> _SET EXERCISE_: Retype the records below exactly as they appear.
########################################
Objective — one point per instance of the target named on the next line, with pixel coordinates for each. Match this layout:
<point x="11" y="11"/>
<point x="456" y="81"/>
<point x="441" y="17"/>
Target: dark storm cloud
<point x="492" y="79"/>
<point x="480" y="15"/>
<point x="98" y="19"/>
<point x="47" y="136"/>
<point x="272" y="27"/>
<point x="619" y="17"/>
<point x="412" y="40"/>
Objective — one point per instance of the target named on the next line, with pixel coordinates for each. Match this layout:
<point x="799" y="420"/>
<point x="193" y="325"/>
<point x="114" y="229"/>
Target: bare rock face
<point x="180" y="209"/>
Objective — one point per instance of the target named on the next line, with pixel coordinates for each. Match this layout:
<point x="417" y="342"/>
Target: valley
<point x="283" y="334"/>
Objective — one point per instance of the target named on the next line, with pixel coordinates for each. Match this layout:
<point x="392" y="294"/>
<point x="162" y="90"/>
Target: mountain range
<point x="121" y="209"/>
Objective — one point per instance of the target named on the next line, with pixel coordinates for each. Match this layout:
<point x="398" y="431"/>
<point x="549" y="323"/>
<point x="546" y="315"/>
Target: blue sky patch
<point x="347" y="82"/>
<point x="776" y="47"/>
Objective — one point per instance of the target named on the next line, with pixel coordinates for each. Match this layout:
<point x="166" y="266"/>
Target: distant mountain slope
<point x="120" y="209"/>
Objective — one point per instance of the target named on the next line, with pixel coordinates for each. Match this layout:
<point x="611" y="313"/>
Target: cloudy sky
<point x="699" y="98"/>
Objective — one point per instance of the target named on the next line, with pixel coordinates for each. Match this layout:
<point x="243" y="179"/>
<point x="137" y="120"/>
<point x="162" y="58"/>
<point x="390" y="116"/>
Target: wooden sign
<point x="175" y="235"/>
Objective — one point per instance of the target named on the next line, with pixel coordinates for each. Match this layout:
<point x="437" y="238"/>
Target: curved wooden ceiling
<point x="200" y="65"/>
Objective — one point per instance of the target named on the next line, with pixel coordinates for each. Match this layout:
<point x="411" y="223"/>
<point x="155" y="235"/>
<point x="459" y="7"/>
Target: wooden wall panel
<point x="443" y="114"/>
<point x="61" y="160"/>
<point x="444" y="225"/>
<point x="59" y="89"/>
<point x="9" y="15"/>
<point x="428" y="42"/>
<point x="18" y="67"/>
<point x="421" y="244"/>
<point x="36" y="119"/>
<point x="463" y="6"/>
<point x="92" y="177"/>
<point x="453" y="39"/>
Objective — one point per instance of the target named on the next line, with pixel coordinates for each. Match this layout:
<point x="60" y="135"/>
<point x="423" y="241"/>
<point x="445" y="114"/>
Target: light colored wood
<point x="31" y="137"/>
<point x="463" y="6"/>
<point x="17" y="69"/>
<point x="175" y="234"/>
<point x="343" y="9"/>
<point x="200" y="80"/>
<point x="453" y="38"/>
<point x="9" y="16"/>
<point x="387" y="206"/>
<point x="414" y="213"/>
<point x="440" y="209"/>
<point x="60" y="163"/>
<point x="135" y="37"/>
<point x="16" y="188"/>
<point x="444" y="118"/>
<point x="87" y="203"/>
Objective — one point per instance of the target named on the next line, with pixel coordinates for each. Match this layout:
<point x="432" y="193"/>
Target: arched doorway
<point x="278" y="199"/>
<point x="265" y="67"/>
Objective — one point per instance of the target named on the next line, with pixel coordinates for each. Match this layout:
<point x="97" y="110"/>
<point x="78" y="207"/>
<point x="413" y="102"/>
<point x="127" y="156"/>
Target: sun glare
########################################
> _PROBLEM SOLUTION_:
Objective — one point per instance of the target named on the next line, with pixel coordinates for each. Match this layout:
<point x="11" y="11"/>
<point x="456" y="81"/>
<point x="441" y="17"/>
Target: dark storm cloud
<point x="492" y="79"/>
<point x="480" y="15"/>
<point x="98" y="19"/>
<point x="47" y="136"/>
<point x="272" y="27"/>
<point x="619" y="17"/>
<point x="412" y="40"/>
Objective — one point per instance of the target named on the next line, with pixel coordinates for each. Match this layout:
<point x="799" y="420"/>
<point x="193" y="325"/>
<point x="114" y="229"/>
Target: bare rock face
<point x="180" y="209"/>
Objective — one point per instance of the target named on the next line, with pixel coordinates for each. Match this layout:
<point x="417" y="342"/>
Target: valley
<point x="283" y="334"/>
Objective — one point per instance of the target named on the next line, with pixel coordinates for each. Match this layout:
<point x="392" y="294"/>
<point x="162" y="90"/>
Target: mountain range
<point x="121" y="209"/>
Objective — one point per instance of the target named on the next line, with pixel coordinates for each. Match this layout:
<point x="398" y="431"/>
<point x="549" y="323"/>
<point x="546" y="315"/>
Target: blue sky patch
<point x="347" y="82"/>
<point x="776" y="47"/>
Objective — one point per instance of the target named on the next line, with pixel coordinates for each. Match this layout:
<point x="166" y="266"/>
Target: distant mountain slope
<point x="120" y="209"/>
Objective — one point per instance of the target named on the next line, with pixel coordinates for each. Match this layout:
<point x="611" y="313"/>
Target: cloudy sky
<point x="699" y="98"/>
Objective — one point per instance of the target named on the next line, with pixel coordinates for each. Match this layout:
<point x="243" y="179"/>
<point x="137" y="120"/>
<point x="162" y="58"/>
<point x="390" y="116"/>
Target: wooden sign
<point x="175" y="235"/>
Objective — one point per instance of the target named on the next line, with pixel coordinates for each. Match this layout:
<point x="437" y="238"/>
Target: curved wooden ceiling
<point x="200" y="65"/>
Objective — one point per instance of the target named on the next line, with pixel coordinates for each. Match this layout:
<point x="411" y="223"/>
<point x="155" y="235"/>
<point x="459" y="7"/>
Target: wooden wall panel
<point x="443" y="114"/>
<point x="61" y="160"/>
<point x="444" y="225"/>
<point x="59" y="89"/>
<point x="9" y="15"/>
<point x="428" y="42"/>
<point x="18" y="67"/>
<point x="421" y="244"/>
<point x="36" y="119"/>
<point x="463" y="6"/>
<point x="92" y="177"/>
<point x="453" y="39"/>
Objective — one point per instance of the target named on the next line, with pixel coordinates for each. Match this layout:
<point x="60" y="135"/>
<point x="423" y="241"/>
<point x="445" y="114"/>
Target: light colored wood
<point x="31" y="137"/>
<point x="463" y="6"/>
<point x="17" y="69"/>
<point x="175" y="234"/>
<point x="343" y="9"/>
<point x="200" y="80"/>
<point x="453" y="38"/>
<point x="9" y="16"/>
<point x="387" y="206"/>
<point x="414" y="213"/>
<point x="440" y="209"/>
<point x="60" y="163"/>
<point x="135" y="37"/>
<point x="16" y="188"/>
<point x="444" y="118"/>
<point x="87" y="203"/>
Objective — one point per instance of the target named on the next line, with pixel coordinates for each. Match this layout:
<point x="432" y="193"/>
Target: arched doorway
<point x="278" y="199"/>
<point x="265" y="67"/>
Objective — one point per instance of the target named on the next line, with pixel coordinates for each. Match this layout:
<point x="97" y="110"/>
<point x="78" y="207"/>
<point x="413" y="102"/>
<point x="127" y="156"/>
Target: sun glare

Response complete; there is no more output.